_SOURCE EXTRACT_
Suave Saudis in small-town America and belly-dancing Hoosier housewives. Trumpets and pianos that take on quarter tones. Iraqi tunes that channel the ghosts of American bluesmen. A good old family band, but with a serious series of twists.

Welcome to the world of Salaam, the brainchild of a Chicago-born Iraqi-American on a tireless quest for her roots, a dedicated spouse who dove merrily into the odd meters of the Middle East, and an eccentric cast of musicians passing through the funky college town of Bloomington, Indiana. After years of committed research and practice of strictly traditional forms like Iraq's endangered maqam, violinist and spike fiddle player Dena El Saffar, percussionist Tim Moore, trumpeter and santoor-player (hammered dulcimer) Amir ElSaffar, and Turkish pianist and qanun-player Hakan Toker play fast and free with the musical past of the Arabic and Turkish world on Salaam (self-titled independent release; August 11, 2009).

“When we rehearse traditional Iraqi music, it takes so much concentration and fine tuning of minute details. It's really serious," explains Dena El Saffar, who along with brother Amir, became active performers of maqam. This rich and storied body of music suffered a blow when Egyptian cinema emerged, British occupation took its toll, and Jews -- the leading instrumentalists in Iraq -- were deported to Israel. “The great thing about Salaam, after you learn that serious classical stuff, is that you can relax and have fun. And see what happens. We can be playful, more willing to introduce novel ideas" to everything from Iraqi popular songs ("Hadha Mu Insaaf Minnek" & “Gulli Ya Hilw") to 17th-century Ottoman court music ("Arazbar Pesrevi") to originals inspired by the lush heyday of Egyptian orchestras ("Layla," written by Dena).

These novel ideas spring from days of improvising together, and from unexpected moments in unexpected places. A wild gig at a smoky hard-drinking bar in Terre Haute, Indiana, spurred the unique arrangement of the Iraqi folk song “Gulli Ya Hilw," as the crowd --which included a dapper Saudi engineering student who bore an eerie resemblance to Prince and scions of the town's long-established Lebanese family -- went nuts for the driving rock drum set backing the traditional, lovelorn vocals and started a sing-along.

An unusual instrument -- unusual for Middle Eastern music, that is -- inspired Salaam's version of another romantic song Iraqis know and love, “Hadha Mu Insaaf Minnek." “We wanted to make it sound like we were sitting around a campfire on a beach," laughs Moore, who is married to Dena. “Amir began experimenting with a guitar he had borrowed, and I was playing the dumbek, but trying to channel the bongos." As ElSaffar strummed, he summoned up an old love affair with Robert Johnson recordings and wound up creating “a Bluesy guitar intro with an Iraqi beat."

Salaam's wily innovations may raise a few eyebrows among hardcore purists -- though they are the apple of many a Middle Eastern music aficionado and belly dancer's eye. These experiments run deeper than merely jazzing up or rockifying Middle Eastern tunes, or following the approach common in Arab music today of throwing an electric keyboard behind an otherwise traditional arrangement. They are the products of years of research and a longing to bring ancient musics fully into a global and fluid world, while opening American eyes to what Moore aptly calls “the beautiful sides of Middle Eastern culture" that are too often overlooked.

_CHALLENGES_
**A.** Say whether each statement agrees with the article on the band Salaam, answering yes or no and quoting the deciding words of the article. (i) The song "Layla" was written by Dena El Saffar. (ii) Hakan Toker plays the trumpet in Salaam. (iii) The arrangement of "Gulli Ya Hilw" grew out of a gig in Terre Haute, Indiana.
**B.** Write a continuation of the article on the band Salaam, starting after its final paragraph.

_EXTRACTED MATERIAL_
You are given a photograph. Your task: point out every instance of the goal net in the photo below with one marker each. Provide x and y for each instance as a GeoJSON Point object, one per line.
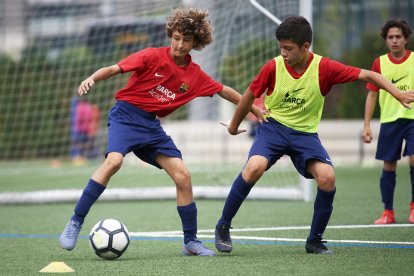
{"type": "Point", "coordinates": [50, 46]}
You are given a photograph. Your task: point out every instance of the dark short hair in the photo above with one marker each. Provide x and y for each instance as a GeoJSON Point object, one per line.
{"type": "Point", "coordinates": [295, 28]}
{"type": "Point", "coordinates": [396, 23]}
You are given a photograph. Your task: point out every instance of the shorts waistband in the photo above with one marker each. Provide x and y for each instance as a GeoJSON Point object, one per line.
{"type": "Point", "coordinates": [136, 109]}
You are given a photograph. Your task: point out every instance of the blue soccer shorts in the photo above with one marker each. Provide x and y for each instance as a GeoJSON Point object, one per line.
{"type": "Point", "coordinates": [391, 137]}
{"type": "Point", "coordinates": [273, 140]}
{"type": "Point", "coordinates": [133, 129]}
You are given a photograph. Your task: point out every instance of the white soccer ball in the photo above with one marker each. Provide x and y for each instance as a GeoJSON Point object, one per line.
{"type": "Point", "coordinates": [109, 238]}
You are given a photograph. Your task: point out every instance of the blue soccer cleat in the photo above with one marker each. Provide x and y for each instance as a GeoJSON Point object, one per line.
{"type": "Point", "coordinates": [70, 234]}
{"type": "Point", "coordinates": [222, 238]}
{"type": "Point", "coordinates": [196, 248]}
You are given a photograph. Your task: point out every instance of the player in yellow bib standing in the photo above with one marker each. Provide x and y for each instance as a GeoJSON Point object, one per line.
{"type": "Point", "coordinates": [295, 84]}
{"type": "Point", "coordinates": [397, 123]}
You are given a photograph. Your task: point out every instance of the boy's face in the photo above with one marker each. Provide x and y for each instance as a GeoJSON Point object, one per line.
{"type": "Point", "coordinates": [292, 53]}
{"type": "Point", "coordinates": [181, 44]}
{"type": "Point", "coordinates": [395, 40]}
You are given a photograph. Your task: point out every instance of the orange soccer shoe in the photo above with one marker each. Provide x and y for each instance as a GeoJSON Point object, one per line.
{"type": "Point", "coordinates": [386, 218]}
{"type": "Point", "coordinates": [411, 219]}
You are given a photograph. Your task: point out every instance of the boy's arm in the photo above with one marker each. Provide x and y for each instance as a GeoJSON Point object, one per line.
{"type": "Point", "coordinates": [370, 104]}
{"type": "Point", "coordinates": [233, 96]}
{"type": "Point", "coordinates": [405, 98]}
{"type": "Point", "coordinates": [243, 107]}
{"type": "Point", "coordinates": [101, 74]}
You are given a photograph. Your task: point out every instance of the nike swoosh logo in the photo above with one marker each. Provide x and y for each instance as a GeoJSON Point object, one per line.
{"type": "Point", "coordinates": [397, 80]}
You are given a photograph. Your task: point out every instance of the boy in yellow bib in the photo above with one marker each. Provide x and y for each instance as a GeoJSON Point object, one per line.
{"type": "Point", "coordinates": [295, 84]}
{"type": "Point", "coordinates": [397, 123]}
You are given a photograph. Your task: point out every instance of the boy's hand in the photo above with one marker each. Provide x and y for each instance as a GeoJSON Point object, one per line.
{"type": "Point", "coordinates": [232, 131]}
{"type": "Point", "coordinates": [85, 86]}
{"type": "Point", "coordinates": [406, 98]}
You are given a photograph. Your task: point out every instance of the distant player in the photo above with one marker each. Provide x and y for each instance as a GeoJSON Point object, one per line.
{"type": "Point", "coordinates": [162, 80]}
{"type": "Point", "coordinates": [296, 83]}
{"type": "Point", "coordinates": [397, 123]}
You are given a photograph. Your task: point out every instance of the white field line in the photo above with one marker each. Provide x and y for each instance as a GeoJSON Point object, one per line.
{"type": "Point", "coordinates": [175, 234]}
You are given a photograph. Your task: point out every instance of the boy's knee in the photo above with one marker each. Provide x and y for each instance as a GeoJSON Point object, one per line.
{"type": "Point", "coordinates": [113, 163]}
{"type": "Point", "coordinates": [182, 177]}
{"type": "Point", "coordinates": [326, 182]}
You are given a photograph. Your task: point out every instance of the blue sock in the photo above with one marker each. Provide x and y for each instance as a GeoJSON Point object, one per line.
{"type": "Point", "coordinates": [412, 183]}
{"type": "Point", "coordinates": [188, 215]}
{"type": "Point", "coordinates": [322, 212]}
{"type": "Point", "coordinates": [238, 193]}
{"type": "Point", "coordinates": [90, 194]}
{"type": "Point", "coordinates": [387, 186]}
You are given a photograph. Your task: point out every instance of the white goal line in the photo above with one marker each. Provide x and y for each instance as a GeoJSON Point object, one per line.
{"type": "Point", "coordinates": [174, 234]}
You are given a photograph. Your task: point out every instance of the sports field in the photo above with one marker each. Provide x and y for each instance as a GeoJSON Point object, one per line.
{"type": "Point", "coordinates": [268, 235]}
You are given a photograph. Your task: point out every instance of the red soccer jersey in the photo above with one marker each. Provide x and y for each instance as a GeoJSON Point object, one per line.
{"type": "Point", "coordinates": [330, 73]}
{"type": "Point", "coordinates": [159, 85]}
{"type": "Point", "coordinates": [376, 67]}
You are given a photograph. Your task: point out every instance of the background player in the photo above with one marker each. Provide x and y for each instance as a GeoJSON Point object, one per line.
{"type": "Point", "coordinates": [162, 80]}
{"type": "Point", "coordinates": [296, 83]}
{"type": "Point", "coordinates": [397, 123]}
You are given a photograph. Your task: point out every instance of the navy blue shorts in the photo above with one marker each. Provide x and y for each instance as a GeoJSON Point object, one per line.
{"type": "Point", "coordinates": [391, 137]}
{"type": "Point", "coordinates": [273, 140]}
{"type": "Point", "coordinates": [133, 129]}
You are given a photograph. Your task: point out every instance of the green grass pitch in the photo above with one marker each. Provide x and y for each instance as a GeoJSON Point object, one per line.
{"type": "Point", "coordinates": [28, 233]}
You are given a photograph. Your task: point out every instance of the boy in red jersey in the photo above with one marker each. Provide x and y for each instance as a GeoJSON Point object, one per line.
{"type": "Point", "coordinates": [162, 80]}
{"type": "Point", "coordinates": [397, 123]}
{"type": "Point", "coordinates": [295, 84]}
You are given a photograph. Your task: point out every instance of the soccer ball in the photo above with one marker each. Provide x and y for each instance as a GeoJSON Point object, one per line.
{"type": "Point", "coordinates": [109, 238]}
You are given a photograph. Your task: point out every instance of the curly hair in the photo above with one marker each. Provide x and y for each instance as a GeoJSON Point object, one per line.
{"type": "Point", "coordinates": [295, 28]}
{"type": "Point", "coordinates": [191, 22]}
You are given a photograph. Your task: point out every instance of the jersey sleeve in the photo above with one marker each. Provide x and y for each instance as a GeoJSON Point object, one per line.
{"type": "Point", "coordinates": [265, 80]}
{"type": "Point", "coordinates": [376, 68]}
{"type": "Point", "coordinates": [136, 61]}
{"type": "Point", "coordinates": [333, 72]}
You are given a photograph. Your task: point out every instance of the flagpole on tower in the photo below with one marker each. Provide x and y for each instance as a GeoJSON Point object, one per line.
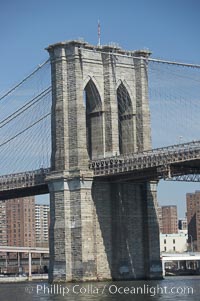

_RESULTS OF THE TASKS_
**A.**
(i) Yes: "written by Dena"
(ii) No: "Turkish pianist and qanun-player Hakan Toker"
(iii) Yes: "A wild gig at a smoky hard-drinking bar in Terre Haute, Indiana, spurred the unique arrangement of the Iraqi folk song"

**B.**
Amir and Dena's Iraqi father raised them on Rimsky-Korsakov's Sheherazade, Gershwin, and the Blues Brothers, but was reluctant at times to share his heritage. Dena's search for a deeper connection with her ancestral roots led her as a young woman to Middle Eastern music, an obsession soon shared by Amir. Both were trained in Western classical music, and both were soon egging the other on, traveling overseas to find teachers who could further open up the new landscape they sensed on scratchy archival recordings or mysterious cassettes by Egyptians who could effortlessly squeeze gorgeous quarter tone scales out of battered trumpets.

“My first interest in Arabic music came when I was 19 when Dena played me a recording, a two-minute free rhythm improv, and I couldn't tell what instrument it was," recalls Amir, who is a critically-acclaimed jazz trumpeter in New York City. “I asked her, 'What is that?' She said, 'That's a trumpet.' I was blown away by it. Miles Davis was an epiphany moment. Egypt's Sami El Bably was another one."

Epiphany led to epiphany, and eventually to Iraq. Soon Dena, Amir, and Moore became filled with a purpose beyond just playing Middle Eastern music and passionately began to set out to master the rapidly disappearing Iraqi maqam in all its complex, multi-faith, and regionally diverse glory. “Maqam was the music of any major occasion, even religious ones in Iraq's mosques, synagogues, and churches. The background for all music in Iraq is maqam, whether it's religious or popular," explains Amir.

Salaam does not strictly pursue the spirit of pure maqam -- that's the goal of the trio's other group, Safaafir, which performed this spring in an international maqam festivalin Baku, Azerbaijan. Salaam manages to honor tradition by both finding the play between notes and keeping the core of the music all in the family, albeit with a twist. Getting the microtones at the heart of most Middle Eastern scales with Western instruments like the trumpet may seem like a lost cause. But Amir, thanks to a few tricks with the tuning slide, can make an ordinary trumpet move effortlessly between bluesy solos and perfect Middle Eastern melody.

And Toker, who resides in Istanbul and dug into scientific music theory treatises back home, turns the least likely candidate for quarter tone success, the piano, into a striking part of Salaam's sound on pieces like “Yugrug." “Hakan is a mad genius of sorts and has devised this amazing strategy for supporting microtones while playing the piano, some principle based on the Pythagorean Theorem and the stacking of fourths," Dena jokes. “He chooses the most interesting things to play way down in the lower register that don't clash."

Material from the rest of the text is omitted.